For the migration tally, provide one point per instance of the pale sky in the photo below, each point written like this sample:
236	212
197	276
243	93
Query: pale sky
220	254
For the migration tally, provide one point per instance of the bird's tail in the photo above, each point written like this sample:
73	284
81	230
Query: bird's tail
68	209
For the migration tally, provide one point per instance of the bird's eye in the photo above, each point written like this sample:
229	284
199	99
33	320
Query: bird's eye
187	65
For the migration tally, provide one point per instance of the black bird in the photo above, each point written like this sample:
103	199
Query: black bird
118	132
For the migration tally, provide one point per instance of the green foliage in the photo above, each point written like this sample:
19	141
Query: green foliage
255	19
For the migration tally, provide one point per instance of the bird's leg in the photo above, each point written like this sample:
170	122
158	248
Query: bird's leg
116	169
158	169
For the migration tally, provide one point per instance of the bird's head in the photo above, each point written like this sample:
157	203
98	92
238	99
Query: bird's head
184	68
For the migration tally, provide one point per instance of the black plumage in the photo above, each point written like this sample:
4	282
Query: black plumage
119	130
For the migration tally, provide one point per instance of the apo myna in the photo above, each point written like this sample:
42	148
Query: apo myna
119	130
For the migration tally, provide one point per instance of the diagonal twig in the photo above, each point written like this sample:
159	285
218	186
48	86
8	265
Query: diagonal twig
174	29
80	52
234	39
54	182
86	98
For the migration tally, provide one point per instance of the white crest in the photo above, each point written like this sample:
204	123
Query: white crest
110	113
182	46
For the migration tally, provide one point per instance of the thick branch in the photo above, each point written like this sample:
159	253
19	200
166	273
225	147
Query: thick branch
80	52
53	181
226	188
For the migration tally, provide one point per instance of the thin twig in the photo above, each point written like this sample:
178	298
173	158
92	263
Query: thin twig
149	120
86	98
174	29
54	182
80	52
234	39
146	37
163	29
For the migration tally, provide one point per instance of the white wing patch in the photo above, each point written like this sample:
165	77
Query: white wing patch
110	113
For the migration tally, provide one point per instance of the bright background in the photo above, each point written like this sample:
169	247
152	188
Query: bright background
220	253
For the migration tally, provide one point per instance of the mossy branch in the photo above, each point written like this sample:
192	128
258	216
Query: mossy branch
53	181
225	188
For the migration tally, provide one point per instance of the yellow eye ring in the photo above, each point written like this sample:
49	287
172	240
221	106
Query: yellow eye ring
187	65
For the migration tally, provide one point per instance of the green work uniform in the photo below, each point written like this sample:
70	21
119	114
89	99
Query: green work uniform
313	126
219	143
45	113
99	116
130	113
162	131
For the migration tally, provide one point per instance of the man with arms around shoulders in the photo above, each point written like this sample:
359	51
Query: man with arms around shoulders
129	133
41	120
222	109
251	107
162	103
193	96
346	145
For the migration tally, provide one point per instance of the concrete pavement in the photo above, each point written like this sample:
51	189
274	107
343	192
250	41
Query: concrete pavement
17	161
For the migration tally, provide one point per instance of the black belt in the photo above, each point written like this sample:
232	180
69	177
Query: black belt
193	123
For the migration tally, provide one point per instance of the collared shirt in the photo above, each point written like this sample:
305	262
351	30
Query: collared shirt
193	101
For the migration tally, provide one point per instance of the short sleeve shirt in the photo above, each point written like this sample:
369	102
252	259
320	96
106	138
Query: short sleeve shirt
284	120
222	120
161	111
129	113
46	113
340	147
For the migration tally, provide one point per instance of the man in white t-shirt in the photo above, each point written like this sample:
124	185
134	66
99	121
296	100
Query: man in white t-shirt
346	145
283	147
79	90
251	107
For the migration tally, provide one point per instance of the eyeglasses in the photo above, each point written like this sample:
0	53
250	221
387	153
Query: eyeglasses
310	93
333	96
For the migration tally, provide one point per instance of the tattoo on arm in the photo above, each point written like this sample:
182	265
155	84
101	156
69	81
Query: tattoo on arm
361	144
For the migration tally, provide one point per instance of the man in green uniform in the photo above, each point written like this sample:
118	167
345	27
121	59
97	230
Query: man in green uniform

────────────────

Only the lines from the one containing "white t-shirt in" through the end of the material should be reproduced, exactly, with both ends included.

For the migration tally, provide one point per instance of the man in white t-shirt in the photo above, each point written like this sample:
124	185
134	66
99	121
296	100
Query: man in white t-shirt
346	145
283	147
79	90
251	107
For the migration tally, provide one point per instance of the eyeglasses in the photo above, each point written like this sample:
0	53
250	221
387	153
Query: eyeglasses
310	93
333	96
For the migration tally, provide one point per instance of the tattoo on arm in the photo above, each point written like this sample:
182	265
155	84
101	156
69	81
Query: tattoo on arm
361	144
For the migration tally, provide one point per instance of the man in green uniform in the photo above, each point written like this sample:
118	167
345	27
121	59
97	230
Query: man in green uniform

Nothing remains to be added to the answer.